(Recorded data)
┌────────

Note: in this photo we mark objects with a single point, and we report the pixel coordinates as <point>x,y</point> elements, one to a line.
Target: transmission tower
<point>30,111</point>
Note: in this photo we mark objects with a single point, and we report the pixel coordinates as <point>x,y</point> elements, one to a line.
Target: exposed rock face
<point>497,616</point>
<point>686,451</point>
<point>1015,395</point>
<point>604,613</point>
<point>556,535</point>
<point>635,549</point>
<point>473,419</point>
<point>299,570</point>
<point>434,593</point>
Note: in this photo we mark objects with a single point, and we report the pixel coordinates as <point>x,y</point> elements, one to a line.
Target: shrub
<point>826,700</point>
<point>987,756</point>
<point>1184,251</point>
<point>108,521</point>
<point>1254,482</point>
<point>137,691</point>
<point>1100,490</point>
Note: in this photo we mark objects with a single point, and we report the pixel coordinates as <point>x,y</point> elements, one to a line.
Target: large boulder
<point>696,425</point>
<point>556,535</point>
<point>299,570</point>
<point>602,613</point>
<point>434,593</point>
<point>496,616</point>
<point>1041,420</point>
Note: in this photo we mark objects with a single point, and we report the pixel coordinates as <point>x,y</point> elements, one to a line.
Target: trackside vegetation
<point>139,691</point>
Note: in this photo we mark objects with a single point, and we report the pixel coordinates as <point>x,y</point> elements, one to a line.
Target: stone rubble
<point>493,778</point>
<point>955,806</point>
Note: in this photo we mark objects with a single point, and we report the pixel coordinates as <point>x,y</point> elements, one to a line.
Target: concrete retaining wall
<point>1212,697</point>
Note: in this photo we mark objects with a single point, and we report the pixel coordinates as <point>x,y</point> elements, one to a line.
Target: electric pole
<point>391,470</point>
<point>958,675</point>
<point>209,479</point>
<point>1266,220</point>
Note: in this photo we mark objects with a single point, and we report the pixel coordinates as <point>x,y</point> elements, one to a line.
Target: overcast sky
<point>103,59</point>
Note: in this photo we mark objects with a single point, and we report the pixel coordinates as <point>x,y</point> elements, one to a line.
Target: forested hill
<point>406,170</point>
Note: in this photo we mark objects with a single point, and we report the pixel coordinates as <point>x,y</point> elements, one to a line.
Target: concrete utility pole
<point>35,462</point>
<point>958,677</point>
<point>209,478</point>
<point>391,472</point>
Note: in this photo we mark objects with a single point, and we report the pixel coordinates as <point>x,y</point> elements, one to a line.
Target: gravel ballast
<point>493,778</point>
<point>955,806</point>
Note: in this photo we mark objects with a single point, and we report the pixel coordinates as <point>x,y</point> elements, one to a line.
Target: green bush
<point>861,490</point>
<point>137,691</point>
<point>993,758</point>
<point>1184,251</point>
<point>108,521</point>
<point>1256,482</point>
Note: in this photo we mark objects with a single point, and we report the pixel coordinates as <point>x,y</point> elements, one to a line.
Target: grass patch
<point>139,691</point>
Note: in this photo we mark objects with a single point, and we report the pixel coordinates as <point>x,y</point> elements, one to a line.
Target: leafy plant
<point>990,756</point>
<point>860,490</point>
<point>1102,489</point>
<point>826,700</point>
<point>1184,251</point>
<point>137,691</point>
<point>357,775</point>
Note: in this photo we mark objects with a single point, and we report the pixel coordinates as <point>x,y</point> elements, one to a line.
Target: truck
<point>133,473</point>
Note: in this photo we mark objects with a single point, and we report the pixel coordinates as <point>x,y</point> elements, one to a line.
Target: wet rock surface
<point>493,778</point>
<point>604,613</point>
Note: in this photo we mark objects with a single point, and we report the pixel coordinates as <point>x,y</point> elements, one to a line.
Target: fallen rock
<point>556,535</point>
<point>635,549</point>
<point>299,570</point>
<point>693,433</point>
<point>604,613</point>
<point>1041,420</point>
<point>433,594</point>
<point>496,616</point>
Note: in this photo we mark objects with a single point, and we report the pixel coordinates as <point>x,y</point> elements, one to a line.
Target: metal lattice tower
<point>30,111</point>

└────────

→ **Stated task**: Reproduce all of the data above line for line, changing nothing.

→ **Result**:
Note: in this photo we mark objects with a single point, and we report the pixel coordinates as <point>x,y</point> elements, one to a line.
Target: transmission tower
<point>30,111</point>
Note: in this photo we mark objects with a single point, and we report the pixel coordinates as <point>x,y</point> elements, one to a line.
Target: exposed rock face
<point>497,616</point>
<point>686,451</point>
<point>1015,395</point>
<point>604,613</point>
<point>556,535</point>
<point>635,549</point>
<point>473,419</point>
<point>299,570</point>
<point>434,593</point>
Note: in this photo we mark objects with a single point, and we report the pixel coordinates as <point>x,y</point> elements, one to a line.
Target: shrub
<point>826,700</point>
<point>987,756</point>
<point>1184,251</point>
<point>108,521</point>
<point>1254,482</point>
<point>137,691</point>
<point>1100,490</point>
Note: in this photo we mark objects with a single point, and we report the pixel coordinates as <point>x,y</point> elements, one to a line.
Target: large boulder
<point>696,425</point>
<point>556,535</point>
<point>299,570</point>
<point>602,613</point>
<point>434,593</point>
<point>496,616</point>
<point>1041,420</point>
Note: in this photo we mark objects with a single point, and we report the pixel coordinates as <point>x,y</point> elements, one to a line.
Target: trackside vegetation
<point>139,691</point>
Note: in this photo we mark objects with a single point, and we report the pixel coordinates as <point>x,y</point> elements, one to a line.
Target: stone rubble
<point>493,778</point>
<point>955,806</point>
Note: in this photo we mark objects with a single point, and we report the pixel coordinates as <point>x,y</point> elements, one to a line.
Target: concrete retaining wall
<point>1212,697</point>
Note: in this photo we mark objects with a single point, and we report the pixel coordinates as <point>x,y</point> elements, one to a line.
Target: electric pole
<point>391,470</point>
<point>958,675</point>
<point>209,479</point>
<point>1266,220</point>
Note: in this photo we mark objects with a single point, and we report the pixel coordinates as <point>x,y</point> elements, one to a line.
Target: overcast sky
<point>103,59</point>
Note: in this photo we mark objects with a single point, and we report the pixel coordinates as <point>x,y</point> elements, one to a line.
Target: forested hill
<point>406,170</point>
Note: in this photo we mark objects with a single point, and we report the pixel coordinates as <point>x,y</point> elements, one to a line.
Target: concrete utility pole
<point>35,462</point>
<point>958,677</point>
<point>209,478</point>
<point>391,472</point>
Note: in this photo we mark objects with a single point, and we report the pixel coordinates as <point>x,y</point> elements, one to a line.
Target: gravel ballast
<point>493,778</point>
<point>955,806</point>
Note: in this photo we mark objects with a single point, and we report the pixel coordinates as <point>x,y</point> elements, one to a line.
Target: green bush
<point>861,490</point>
<point>137,691</point>
<point>993,758</point>
<point>1184,251</point>
<point>108,521</point>
<point>1256,482</point>
Note: in this photo we mark objects with a single point, and we report the pixel coordinates as <point>x,y</point> elements, one to a line.
Target: grass patch
<point>139,691</point>
Note: in this photo we mark objects with a single point, and we report the pixel coordinates as <point>x,y</point> elements, one to a line.
Target: leafy plant
<point>990,756</point>
<point>860,490</point>
<point>1102,489</point>
<point>826,700</point>
<point>1184,251</point>
<point>137,691</point>
<point>357,775</point>
Note: in this photo we mark objects with a single point, and we report the pixel coordinates as <point>x,y</point> elements, one to a line.
Target: truck
<point>133,473</point>
Note: in this photo we mark objects with a single point, and we report the pixel coordinates as <point>x,y</point> elements, one to a line.
Target: wet rock surface
<point>493,778</point>
<point>604,613</point>
Note: in this photo we mark objects with a single point, and we report the pixel coordinates as <point>x,y</point> elements, one to a line.
Target: fallen rock
<point>556,535</point>
<point>635,549</point>
<point>299,570</point>
<point>693,433</point>
<point>604,613</point>
<point>1041,420</point>
<point>433,594</point>
<point>496,616</point>
Note: in this photo we mark objects with a single point, and we report the pixel coordinates as <point>x,y</point> elements, one to a line.
Target: metal lattice tower
<point>30,111</point>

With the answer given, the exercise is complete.